▶ [Exercise brief]: Put every line of the entries below into a JSON list of strings, one string per line, skipping blank lines and leaving out the pictures.

[Entries from a data source]
....
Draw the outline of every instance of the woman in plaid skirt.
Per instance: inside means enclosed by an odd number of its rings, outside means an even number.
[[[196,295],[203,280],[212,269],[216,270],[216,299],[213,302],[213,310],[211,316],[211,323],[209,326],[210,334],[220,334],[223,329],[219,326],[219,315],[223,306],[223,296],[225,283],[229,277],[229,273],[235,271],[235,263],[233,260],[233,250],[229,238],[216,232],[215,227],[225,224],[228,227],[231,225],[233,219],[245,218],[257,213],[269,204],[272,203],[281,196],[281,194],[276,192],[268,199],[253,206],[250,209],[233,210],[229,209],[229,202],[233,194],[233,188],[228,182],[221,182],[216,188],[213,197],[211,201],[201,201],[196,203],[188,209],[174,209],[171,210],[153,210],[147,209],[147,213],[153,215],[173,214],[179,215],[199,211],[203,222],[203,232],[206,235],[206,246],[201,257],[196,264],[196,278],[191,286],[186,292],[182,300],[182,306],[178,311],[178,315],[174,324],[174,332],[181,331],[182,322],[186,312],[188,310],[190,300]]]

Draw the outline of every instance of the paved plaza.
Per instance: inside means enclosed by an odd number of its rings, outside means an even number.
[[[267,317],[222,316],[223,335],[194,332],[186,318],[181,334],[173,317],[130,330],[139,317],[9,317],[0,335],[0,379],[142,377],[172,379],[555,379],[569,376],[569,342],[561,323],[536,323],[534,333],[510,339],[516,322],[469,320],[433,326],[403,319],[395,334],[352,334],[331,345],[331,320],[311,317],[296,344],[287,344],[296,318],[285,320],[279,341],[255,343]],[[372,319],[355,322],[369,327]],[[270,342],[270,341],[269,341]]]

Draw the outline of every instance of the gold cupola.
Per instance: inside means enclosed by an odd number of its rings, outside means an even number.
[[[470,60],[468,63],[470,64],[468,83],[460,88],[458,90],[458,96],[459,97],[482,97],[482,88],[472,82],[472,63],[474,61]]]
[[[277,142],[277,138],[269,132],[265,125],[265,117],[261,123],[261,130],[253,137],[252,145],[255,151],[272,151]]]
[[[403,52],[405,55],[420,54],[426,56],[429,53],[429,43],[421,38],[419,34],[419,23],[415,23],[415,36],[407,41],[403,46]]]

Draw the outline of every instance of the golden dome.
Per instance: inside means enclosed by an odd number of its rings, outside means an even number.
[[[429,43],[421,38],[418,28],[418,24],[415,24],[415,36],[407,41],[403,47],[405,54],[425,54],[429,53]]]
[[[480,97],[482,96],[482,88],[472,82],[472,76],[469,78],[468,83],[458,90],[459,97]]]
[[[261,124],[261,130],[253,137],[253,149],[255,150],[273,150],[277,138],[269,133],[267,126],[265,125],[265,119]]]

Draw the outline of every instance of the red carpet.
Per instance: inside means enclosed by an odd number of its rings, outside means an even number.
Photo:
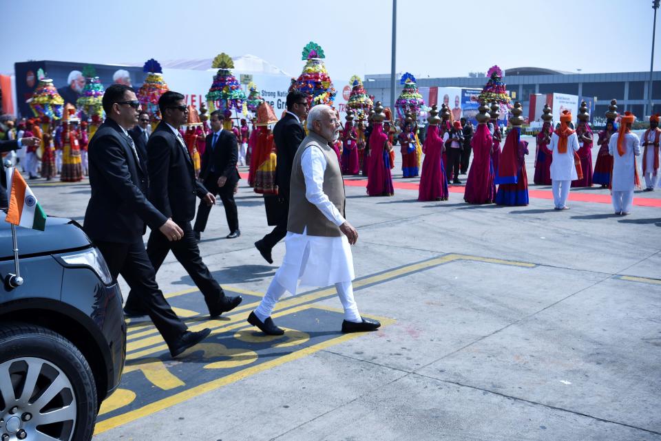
....
▶ [Reply]:
[
  "Draw the outline of every instance of the woman in plaid skirt.",
  "Per instance: inside means enclosed by an odd number of its rings, outside means an even number.",
  "[[[196,295],[203,280],[212,269],[216,270],[216,299],[213,302],[213,310],[211,316],[211,323],[209,326],[210,334],[220,334],[223,329],[219,326],[219,315],[223,306],[223,296],[225,283],[229,277],[229,273],[235,271],[235,263],[233,260],[233,250],[229,238],[216,232],[215,227],[225,224],[228,227],[231,225],[233,219],[245,218],[257,213],[269,204],[272,203],[281,196],[281,194],[276,192],[268,199],[253,206],[250,209],[233,210],[229,209],[229,202],[233,194],[233,188],[228,182],[221,182],[216,188],[213,197],[211,201],[201,201],[196,203],[188,209],[174,209],[171,210],[153,210],[147,209],[147,213],[153,215],[173,214],[179,215],[199,211],[203,222],[203,232],[206,235],[206,246],[201,257],[196,264],[196,278],[191,286],[186,292],[182,300],[182,306],[178,311],[178,315],[174,324],[174,332],[181,331],[182,322],[186,312],[188,310],[190,300]]]",
  "Draw the outline of every instance of the paved plaza.",
  "Per instance: inside means enclosed by an odd number of its rings, outside means an even number.",
  "[[[267,317],[222,316],[223,335],[194,332],[186,318],[181,334],[173,317],[130,330],[139,317],[9,317],[0,335],[0,379],[142,377],[172,379],[555,379],[569,376],[569,342],[561,323],[536,323],[534,333],[510,339],[516,322],[469,320],[433,326],[403,319],[395,334],[352,334],[331,345],[331,320],[311,317],[296,344],[287,344],[296,318],[285,320],[279,341],[255,343]],[[372,319],[355,322],[369,327]],[[270,342],[270,341],[269,341]]]",
  "Draw the outline of every instance of the gold cupola.",
  "Per instance: inside means enclosed by an odd number of its rings, outside means an even number.",
  "[[[470,60],[468,63],[470,64],[468,83],[460,88],[458,90],[458,96],[459,97],[482,97],[482,88],[472,82],[472,63],[474,61]]]",
  "[[[277,142],[277,138],[269,132],[265,125],[265,117],[261,123],[261,130],[253,137],[252,145],[255,151],[272,151]]]",
  "[[[403,52],[405,55],[420,54],[426,56],[429,53],[429,43],[421,38],[419,34],[419,23],[415,23],[415,36],[407,41],[403,46]]]",
  "Draw the outline of every instance of the golden dome.",
  "Per instance: inside means enclosed by an odd number of its rings, outside means an even number.",
  "[[[429,43],[421,38],[418,28],[418,24],[415,24],[415,36],[407,41],[403,47],[405,54],[425,54],[429,53]]]",
  "[[[480,97],[482,96],[482,88],[472,82],[472,76],[469,78],[468,83],[458,90],[459,97]]]",
  "[[[261,124],[261,130],[253,137],[253,149],[255,150],[273,150],[277,138],[269,133],[267,126],[265,125],[265,119]]]",
  "Draw the outline of every instance of the red carpet.",
  "Per instance: inside means enclosed by an odd number of its rings, outside means an even number.",
  "Photo:"
]